#### ROWS

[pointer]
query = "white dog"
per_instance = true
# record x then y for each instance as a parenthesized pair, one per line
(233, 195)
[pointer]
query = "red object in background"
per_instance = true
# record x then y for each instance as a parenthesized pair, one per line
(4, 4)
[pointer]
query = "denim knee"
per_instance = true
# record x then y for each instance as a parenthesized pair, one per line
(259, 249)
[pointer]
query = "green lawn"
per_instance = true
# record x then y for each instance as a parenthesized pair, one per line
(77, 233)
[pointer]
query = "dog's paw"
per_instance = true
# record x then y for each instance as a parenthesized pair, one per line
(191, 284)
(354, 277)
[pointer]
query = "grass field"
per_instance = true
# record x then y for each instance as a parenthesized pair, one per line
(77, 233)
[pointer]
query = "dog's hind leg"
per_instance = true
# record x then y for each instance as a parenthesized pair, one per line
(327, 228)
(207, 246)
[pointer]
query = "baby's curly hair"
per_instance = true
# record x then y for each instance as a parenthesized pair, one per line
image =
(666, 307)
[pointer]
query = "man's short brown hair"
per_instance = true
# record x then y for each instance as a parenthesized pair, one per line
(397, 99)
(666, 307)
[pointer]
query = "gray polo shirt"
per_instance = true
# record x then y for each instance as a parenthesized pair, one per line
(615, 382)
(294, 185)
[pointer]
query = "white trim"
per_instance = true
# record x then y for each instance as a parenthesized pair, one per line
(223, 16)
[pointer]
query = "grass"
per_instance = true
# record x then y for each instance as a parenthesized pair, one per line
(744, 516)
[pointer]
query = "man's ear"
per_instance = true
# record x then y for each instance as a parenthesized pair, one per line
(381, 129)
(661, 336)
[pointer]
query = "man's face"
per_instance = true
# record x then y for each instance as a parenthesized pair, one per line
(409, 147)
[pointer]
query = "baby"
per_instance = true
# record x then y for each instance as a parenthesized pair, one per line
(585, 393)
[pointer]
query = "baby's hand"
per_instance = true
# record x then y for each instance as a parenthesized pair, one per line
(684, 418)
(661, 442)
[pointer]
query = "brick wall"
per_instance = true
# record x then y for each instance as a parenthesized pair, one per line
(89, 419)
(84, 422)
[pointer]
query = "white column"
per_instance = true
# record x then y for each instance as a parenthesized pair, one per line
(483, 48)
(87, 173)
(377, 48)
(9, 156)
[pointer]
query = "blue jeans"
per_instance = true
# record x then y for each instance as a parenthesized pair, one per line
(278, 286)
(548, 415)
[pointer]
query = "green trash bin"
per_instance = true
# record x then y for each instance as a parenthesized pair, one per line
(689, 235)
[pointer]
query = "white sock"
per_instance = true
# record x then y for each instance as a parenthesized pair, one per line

########

• _WORK TO BE COMPLETED_
Write out every line of the records exactly.

• _RESULT OF THIS EXERCISE_
[pointer]
query = "white dog"
per_instance = true
# record x then y for each instance as a parenthesized pair, one per line
(233, 195)
[pointer]
query = "red object in background"
per_instance = true
# record x then y for each instance as a parenthesized pair, one per line
(4, 4)
[pointer]
query = "denim knee"
per_instance = true
# record x then y for each instance as a parenthesized pair, one per line
(259, 249)
[pointer]
query = "green lawn"
per_instance = true
# record x then y for each instance as a parenthesized pair, one per line
(77, 233)
[pointer]
query = "dog's paw"
per_instance = true
# record x then y for each instance as a parenthesized pair, one per line
(191, 284)
(354, 277)
[pointer]
query = "grass field"
per_instance = true
# record x then y for each instance as a parenthesized pair, one per line
(77, 233)
[pointer]
query = "dog's hind leg"
per_instance = true
# record x then y for each instance as a parenthesized pair, one per line
(327, 228)
(207, 246)
[pointer]
query = "baby's curly hair"
per_instance = true
# record x then y for each instance as a parenthesized pair, one per line
image =
(666, 307)
[pointer]
query = "man's short brown hair"
per_instance = true
# record x then y for each instance as a parenthesized pair, one per line
(397, 99)
(666, 307)
[pointer]
query = "gray polo shirt"
per_instance = true
# record x then y for each instance as a parenthesized pair, one per line
(615, 382)
(294, 185)
[pointer]
query = "white trim"
per_instance = true
# record x then y for each instance as a parenthesized pair, one per line
(223, 16)
[pointer]
query = "grass"
per_instance = true
# record x then y for each instance as a parenthesized pair, one per line
(744, 516)
[pointer]
query = "man's ear"
per_instance = true
# record x then y for each instance as a parenthesized pair, one per line
(381, 129)
(661, 336)
[pointer]
query = "man's face"
per_instance = true
# record x then y for each instance as a parenthesized pair, one per line
(409, 147)
[pointer]
query = "baby"
per_instance = true
# record x then y for each instance as a parenthesized pair, one per line
(585, 393)
[pointer]
query = "baby's hand"
per_instance = true
# record x then y for each instance as a parenthesized pair, one per line
(684, 418)
(661, 442)
[pointer]
query = "brick wall"
per_instance = true
# record x then y for each instance as a parenthesized pair, one per line
(89, 419)
(84, 422)
[pointer]
query = "white column"
per_instance = true
# record x then y for each instance as a parenthesized pair, one per line
(483, 48)
(87, 173)
(377, 48)
(9, 156)
[pointer]
query = "blue jeans"
per_instance = true
# record x then y for each instance as a parenthesized pair, one per line
(278, 286)
(548, 415)
[pointer]
query = "green trash bin"
per_instance = true
# record x then y for each instance as a parenthesized pair, one per line
(689, 235)
[pointer]
query = "white sock"
per_instance = true
# record x then y for each instance as a parenthesized pair, one per line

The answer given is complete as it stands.